TO BE DONE: Please copy out, unchanged, everything from the line containing "Accessibility service: describe the location of wristwatch" down to the line containing "399,321 -> 416,331", with both of those lines included.

--------------------------------

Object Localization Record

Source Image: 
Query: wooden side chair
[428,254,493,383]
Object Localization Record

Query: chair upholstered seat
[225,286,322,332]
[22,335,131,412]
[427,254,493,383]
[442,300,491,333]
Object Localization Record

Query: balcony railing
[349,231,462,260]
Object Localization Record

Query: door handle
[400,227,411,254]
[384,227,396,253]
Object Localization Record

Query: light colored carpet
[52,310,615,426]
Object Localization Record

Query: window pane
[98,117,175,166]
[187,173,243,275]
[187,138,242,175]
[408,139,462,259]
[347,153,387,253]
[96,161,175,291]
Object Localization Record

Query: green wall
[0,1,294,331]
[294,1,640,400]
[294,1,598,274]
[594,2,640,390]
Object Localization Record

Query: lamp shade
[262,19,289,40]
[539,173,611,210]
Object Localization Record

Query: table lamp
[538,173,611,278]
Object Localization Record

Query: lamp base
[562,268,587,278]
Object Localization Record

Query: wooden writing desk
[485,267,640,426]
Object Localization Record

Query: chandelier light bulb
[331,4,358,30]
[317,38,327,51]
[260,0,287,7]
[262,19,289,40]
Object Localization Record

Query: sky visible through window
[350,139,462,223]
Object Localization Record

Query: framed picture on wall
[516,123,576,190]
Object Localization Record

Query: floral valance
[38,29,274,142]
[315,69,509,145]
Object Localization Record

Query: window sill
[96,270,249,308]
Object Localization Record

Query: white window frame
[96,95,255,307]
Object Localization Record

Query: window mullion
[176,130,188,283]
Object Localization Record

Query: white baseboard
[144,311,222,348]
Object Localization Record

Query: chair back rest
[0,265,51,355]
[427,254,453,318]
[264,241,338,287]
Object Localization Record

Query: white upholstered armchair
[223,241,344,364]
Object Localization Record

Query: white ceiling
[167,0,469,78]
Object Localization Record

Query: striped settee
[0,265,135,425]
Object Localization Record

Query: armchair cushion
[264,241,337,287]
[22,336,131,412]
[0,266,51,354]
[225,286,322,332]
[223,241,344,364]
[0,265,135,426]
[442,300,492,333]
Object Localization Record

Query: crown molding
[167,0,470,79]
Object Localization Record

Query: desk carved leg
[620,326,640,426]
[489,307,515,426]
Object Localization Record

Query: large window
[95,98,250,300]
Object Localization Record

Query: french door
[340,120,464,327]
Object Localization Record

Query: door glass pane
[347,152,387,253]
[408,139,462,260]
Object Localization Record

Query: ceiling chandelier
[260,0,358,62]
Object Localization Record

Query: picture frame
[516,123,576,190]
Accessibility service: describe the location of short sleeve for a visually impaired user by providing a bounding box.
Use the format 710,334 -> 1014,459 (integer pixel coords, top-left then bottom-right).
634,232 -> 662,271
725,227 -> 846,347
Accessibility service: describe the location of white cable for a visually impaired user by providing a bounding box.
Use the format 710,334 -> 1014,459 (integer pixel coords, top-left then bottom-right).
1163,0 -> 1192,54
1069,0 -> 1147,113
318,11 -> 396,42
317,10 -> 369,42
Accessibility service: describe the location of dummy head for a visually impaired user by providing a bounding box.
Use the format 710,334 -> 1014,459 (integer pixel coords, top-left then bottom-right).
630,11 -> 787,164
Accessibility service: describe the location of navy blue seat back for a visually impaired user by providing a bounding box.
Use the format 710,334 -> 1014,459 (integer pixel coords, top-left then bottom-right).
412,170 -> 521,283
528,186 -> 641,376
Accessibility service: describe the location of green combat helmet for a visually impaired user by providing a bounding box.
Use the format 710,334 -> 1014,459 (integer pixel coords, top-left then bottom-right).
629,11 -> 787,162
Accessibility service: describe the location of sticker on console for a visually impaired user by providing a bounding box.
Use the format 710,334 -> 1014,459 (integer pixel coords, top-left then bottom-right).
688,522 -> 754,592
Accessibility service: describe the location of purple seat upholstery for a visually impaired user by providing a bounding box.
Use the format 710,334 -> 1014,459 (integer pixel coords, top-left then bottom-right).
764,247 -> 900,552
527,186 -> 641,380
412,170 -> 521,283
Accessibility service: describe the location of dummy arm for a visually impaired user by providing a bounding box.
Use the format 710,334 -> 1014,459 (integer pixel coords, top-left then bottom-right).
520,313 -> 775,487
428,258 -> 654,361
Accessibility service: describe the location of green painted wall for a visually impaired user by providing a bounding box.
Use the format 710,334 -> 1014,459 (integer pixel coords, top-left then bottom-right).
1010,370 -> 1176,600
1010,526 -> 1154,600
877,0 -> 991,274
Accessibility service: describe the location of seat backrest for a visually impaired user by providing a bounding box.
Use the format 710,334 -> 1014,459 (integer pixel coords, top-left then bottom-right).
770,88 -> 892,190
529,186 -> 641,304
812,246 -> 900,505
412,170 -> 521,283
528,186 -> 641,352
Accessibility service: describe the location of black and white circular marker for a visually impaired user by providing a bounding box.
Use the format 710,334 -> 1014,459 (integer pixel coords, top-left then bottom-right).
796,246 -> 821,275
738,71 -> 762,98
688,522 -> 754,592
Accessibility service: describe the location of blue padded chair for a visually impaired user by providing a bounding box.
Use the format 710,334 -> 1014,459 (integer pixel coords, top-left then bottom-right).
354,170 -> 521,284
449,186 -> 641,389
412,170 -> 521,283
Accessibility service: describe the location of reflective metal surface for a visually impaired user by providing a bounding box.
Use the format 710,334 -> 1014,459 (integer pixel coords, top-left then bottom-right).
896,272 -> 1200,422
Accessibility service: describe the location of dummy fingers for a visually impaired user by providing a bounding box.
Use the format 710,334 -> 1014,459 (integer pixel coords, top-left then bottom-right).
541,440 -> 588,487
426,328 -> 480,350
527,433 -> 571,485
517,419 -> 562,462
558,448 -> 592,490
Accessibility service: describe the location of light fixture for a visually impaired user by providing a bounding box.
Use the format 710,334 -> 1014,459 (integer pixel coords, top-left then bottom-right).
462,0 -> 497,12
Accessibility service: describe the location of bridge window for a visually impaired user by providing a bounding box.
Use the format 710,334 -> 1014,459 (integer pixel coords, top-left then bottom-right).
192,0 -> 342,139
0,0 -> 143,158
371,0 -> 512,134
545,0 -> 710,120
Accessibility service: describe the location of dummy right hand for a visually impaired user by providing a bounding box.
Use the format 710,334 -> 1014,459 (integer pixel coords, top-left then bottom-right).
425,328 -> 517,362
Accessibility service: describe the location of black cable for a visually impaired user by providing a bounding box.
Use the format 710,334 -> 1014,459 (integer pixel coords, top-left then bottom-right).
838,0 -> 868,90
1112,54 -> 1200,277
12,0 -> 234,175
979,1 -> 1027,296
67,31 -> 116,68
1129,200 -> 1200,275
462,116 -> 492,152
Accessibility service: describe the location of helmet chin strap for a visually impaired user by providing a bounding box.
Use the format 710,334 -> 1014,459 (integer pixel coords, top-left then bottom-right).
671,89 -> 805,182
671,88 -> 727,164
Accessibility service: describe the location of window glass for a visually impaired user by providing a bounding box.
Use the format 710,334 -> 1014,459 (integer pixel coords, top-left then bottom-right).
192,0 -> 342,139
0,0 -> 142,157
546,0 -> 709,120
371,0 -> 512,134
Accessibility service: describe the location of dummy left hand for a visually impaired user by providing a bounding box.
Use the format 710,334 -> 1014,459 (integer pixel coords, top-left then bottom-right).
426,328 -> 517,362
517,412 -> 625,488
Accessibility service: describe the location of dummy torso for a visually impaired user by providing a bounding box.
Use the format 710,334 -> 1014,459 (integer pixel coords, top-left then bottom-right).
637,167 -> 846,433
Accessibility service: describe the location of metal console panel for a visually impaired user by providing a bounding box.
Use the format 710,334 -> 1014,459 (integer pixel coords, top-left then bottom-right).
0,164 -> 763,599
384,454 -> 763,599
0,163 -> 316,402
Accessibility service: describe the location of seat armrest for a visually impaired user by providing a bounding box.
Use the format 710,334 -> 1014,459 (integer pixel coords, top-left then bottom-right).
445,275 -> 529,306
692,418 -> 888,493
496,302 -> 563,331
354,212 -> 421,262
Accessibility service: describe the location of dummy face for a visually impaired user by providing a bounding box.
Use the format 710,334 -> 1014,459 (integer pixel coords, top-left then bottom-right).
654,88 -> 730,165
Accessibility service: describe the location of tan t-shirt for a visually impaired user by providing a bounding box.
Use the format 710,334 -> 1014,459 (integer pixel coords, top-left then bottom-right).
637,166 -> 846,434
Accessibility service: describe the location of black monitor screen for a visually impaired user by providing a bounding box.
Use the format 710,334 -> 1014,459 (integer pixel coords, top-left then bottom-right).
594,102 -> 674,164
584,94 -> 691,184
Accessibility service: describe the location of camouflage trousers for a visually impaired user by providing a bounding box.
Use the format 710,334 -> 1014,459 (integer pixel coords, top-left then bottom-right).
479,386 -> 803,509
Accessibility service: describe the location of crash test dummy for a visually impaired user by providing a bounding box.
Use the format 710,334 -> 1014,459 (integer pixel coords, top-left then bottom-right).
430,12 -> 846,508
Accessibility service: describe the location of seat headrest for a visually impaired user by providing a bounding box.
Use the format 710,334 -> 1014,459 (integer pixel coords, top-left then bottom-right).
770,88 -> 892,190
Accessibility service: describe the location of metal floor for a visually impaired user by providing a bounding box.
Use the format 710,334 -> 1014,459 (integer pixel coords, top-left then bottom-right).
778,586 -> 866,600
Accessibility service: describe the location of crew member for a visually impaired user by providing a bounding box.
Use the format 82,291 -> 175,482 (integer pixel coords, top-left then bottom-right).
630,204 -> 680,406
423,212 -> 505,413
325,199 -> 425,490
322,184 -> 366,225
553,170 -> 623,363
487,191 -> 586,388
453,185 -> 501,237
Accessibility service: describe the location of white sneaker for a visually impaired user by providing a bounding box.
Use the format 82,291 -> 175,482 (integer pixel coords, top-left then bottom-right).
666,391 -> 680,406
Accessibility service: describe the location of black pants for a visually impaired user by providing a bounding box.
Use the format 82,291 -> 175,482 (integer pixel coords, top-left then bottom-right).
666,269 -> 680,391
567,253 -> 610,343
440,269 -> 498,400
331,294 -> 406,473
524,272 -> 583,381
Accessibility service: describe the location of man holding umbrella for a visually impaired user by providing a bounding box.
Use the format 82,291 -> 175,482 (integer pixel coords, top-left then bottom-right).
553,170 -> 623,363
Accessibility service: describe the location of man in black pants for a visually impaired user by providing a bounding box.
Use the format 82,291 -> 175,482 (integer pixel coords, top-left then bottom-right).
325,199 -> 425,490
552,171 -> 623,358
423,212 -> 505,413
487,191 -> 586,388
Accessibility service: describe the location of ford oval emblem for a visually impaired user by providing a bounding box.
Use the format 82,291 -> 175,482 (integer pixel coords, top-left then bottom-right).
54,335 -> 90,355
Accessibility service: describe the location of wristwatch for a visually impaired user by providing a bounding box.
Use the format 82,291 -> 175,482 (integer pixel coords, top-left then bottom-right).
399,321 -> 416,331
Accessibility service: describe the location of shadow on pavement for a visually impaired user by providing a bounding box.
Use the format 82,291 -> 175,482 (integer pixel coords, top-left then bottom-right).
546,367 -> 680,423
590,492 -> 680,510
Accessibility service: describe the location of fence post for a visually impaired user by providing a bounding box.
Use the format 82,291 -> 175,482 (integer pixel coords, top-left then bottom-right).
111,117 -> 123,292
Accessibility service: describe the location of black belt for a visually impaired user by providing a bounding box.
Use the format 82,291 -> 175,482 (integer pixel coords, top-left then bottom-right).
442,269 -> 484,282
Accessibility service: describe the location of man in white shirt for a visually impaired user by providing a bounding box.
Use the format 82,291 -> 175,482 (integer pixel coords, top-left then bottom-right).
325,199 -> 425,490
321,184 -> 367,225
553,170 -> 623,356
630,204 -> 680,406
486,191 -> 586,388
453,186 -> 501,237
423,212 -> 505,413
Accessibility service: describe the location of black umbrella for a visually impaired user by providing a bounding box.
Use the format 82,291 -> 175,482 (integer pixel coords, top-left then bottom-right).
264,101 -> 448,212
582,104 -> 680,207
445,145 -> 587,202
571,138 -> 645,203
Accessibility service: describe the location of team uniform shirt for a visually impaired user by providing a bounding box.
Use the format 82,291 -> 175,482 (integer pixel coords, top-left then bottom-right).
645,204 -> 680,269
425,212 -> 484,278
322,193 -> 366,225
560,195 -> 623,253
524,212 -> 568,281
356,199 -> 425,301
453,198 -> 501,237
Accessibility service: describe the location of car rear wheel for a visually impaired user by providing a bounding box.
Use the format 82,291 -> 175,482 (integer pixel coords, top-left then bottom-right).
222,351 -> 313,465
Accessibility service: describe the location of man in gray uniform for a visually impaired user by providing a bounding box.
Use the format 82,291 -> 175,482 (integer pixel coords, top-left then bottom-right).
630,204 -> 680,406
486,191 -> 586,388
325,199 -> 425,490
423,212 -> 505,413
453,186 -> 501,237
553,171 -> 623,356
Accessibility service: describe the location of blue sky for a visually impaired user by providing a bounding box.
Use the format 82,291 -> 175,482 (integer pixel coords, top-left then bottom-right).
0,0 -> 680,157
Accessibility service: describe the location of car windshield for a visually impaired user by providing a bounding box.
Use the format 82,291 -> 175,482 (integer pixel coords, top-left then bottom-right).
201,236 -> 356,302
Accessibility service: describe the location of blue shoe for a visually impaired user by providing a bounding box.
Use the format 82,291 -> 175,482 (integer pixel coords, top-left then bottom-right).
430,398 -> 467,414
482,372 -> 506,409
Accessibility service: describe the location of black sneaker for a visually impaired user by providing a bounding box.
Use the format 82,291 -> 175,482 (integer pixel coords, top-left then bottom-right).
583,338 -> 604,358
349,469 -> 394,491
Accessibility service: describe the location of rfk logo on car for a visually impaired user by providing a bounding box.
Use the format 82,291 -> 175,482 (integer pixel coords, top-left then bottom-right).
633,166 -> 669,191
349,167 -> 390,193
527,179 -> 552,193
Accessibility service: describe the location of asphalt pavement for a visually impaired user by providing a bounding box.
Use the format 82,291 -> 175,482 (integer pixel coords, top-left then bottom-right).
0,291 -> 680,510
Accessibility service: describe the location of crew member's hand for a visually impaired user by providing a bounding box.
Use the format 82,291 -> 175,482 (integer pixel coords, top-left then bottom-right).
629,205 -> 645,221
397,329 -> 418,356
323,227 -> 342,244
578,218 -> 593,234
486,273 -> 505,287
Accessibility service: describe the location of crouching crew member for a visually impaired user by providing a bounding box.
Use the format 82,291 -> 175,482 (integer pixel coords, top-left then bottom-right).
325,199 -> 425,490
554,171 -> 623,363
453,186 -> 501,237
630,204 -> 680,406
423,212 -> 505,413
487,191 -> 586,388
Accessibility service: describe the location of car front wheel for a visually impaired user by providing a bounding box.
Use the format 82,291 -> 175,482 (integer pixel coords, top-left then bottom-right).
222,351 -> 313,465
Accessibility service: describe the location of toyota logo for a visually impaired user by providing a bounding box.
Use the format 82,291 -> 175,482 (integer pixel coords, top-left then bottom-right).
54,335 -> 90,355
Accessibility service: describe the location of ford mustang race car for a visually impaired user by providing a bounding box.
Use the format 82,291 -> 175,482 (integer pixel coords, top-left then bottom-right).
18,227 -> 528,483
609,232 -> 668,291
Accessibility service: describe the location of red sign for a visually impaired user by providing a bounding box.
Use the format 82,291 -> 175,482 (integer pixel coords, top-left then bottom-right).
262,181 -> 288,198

--------------------------------

RESULT:
Accessibility service: describe the location of wristwatch for a visually impaired user by providing a bounding box.
Use the format 82,291 -> 175,482 (integer pixel coords, top-left then bottom-right).
399,321 -> 416,331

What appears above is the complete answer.